What is the acceptable level of risk for Covid-19?

During the current coronavirus lockdown there had been a dramatic reduction in road traffic and hence, presumably, a dramatic reduction in casualties from road traffic accidents – something that is highly desirable.

Why did this have to wait for coronavirus? We could have instituted a national lockdown at any time in order to reduce road traffic accidents – but we didn’t. Why not? – because there is such a massive imbalance between the cost of a national lockdown and the benefit of reducing road traffic accidents.

The reality is that we tolerate about 1,700 deaths per year on the roads, not because it’s impossible to reduce the number but because the cost of reducing it is too high. In effect, there is an acceptable level of risk for road traffic casualties that we are willing to live with.

The same trade-off between the level of risk and the cost of risk reduction applies in many other situations. Society somehow find an acceptable equilibrium and life goes on (for most of us). How is the equilibrium arrived at?

Two crucial factors are diminishing returns and opportunity costs. It’s impossible to reduce most risks to zero regardless of the resources that are poured in, and the closer you get to zero the more resources are needed for the next increment of risk reduction. Because of diminishing returns there comes a point where it doesn’t make sense to go on. Furthermore, the resources devoted to reducing one risk cannot be devoted to reducing another: the lack of resources for reducing risk B is called an opportunity cost of reducing risk A. When the benefits of risk reduction are less than the opportunity costs (ie. the resources would be more effective for risk B than risk A), it’s time to stop.

=-=-=

- What is being asked: According to the article on acceptable Covid-19 risk, about how many deaths per year on the roads are tolerated?

- Information:
=-=-=

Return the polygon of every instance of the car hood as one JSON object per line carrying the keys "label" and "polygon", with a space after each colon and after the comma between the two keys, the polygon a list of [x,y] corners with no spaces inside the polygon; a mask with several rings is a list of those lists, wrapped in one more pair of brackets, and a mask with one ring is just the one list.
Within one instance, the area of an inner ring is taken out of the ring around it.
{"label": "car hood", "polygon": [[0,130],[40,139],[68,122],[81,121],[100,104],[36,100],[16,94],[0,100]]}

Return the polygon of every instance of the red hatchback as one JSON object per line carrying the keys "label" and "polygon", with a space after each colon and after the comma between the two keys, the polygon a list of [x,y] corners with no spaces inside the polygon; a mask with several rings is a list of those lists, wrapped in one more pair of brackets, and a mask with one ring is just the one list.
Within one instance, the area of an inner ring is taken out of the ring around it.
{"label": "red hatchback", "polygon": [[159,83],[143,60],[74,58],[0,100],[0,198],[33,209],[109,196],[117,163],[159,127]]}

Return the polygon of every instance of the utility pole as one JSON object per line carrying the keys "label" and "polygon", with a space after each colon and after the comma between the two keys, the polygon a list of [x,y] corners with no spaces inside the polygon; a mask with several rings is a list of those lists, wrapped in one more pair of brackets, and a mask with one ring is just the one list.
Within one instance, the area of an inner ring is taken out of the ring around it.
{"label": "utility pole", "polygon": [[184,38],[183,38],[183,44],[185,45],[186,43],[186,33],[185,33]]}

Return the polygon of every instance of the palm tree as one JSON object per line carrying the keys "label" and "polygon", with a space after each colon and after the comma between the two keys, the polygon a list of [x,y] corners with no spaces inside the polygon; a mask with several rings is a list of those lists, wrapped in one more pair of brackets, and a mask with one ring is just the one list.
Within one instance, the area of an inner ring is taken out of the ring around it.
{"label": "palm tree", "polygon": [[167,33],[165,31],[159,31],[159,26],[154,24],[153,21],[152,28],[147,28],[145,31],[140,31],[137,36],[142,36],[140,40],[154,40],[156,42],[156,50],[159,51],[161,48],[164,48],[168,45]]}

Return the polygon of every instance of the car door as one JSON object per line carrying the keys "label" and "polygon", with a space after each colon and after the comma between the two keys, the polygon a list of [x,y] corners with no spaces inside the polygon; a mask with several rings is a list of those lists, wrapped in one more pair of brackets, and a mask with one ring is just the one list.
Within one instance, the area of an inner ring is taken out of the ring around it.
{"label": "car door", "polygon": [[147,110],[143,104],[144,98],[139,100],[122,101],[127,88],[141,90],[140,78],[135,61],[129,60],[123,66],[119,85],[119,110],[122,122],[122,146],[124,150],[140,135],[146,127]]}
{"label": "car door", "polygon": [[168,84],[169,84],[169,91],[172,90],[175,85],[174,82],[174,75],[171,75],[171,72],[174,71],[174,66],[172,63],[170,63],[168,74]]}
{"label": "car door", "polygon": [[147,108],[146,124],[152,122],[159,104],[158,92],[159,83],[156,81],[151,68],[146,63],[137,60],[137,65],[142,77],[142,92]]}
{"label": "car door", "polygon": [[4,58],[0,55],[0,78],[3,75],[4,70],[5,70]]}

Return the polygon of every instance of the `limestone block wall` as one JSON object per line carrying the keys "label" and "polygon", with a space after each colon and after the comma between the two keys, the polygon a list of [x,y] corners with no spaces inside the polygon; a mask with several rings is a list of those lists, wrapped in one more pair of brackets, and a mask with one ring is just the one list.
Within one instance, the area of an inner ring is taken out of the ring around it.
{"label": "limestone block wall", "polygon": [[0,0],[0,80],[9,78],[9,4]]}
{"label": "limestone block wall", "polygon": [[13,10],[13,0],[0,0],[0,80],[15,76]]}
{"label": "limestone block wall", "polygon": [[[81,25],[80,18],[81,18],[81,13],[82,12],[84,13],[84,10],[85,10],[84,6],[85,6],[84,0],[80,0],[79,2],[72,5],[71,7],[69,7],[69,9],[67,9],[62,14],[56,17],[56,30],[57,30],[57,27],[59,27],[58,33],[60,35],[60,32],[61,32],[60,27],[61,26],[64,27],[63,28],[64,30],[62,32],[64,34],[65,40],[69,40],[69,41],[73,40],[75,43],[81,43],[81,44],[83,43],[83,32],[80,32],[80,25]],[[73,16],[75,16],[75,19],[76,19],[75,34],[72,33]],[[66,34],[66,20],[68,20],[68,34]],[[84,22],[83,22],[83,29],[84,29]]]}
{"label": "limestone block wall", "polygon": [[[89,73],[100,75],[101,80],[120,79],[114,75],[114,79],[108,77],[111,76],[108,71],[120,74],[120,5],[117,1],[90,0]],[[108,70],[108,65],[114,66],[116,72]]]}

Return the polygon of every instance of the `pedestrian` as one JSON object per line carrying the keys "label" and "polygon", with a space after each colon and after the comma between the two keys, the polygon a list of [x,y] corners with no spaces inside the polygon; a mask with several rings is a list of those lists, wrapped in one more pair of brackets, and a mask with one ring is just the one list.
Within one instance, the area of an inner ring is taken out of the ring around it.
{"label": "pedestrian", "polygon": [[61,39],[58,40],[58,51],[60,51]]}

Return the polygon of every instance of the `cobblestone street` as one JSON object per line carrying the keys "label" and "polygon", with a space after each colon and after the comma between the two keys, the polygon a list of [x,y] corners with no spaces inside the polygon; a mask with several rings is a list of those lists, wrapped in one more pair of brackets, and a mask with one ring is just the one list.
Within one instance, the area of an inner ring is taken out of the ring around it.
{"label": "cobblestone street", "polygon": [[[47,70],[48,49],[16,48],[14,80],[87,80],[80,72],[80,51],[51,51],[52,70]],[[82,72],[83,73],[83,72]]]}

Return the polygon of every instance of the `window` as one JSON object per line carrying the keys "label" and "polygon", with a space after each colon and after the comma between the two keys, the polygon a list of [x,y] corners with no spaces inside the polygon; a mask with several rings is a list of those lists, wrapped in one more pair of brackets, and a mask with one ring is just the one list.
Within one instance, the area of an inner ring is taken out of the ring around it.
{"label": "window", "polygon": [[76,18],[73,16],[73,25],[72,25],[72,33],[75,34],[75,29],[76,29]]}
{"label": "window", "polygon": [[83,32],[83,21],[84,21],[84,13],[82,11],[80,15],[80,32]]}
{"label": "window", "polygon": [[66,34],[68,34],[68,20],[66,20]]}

=-=-=

- Finished exercise: About 1,700 deaths per year.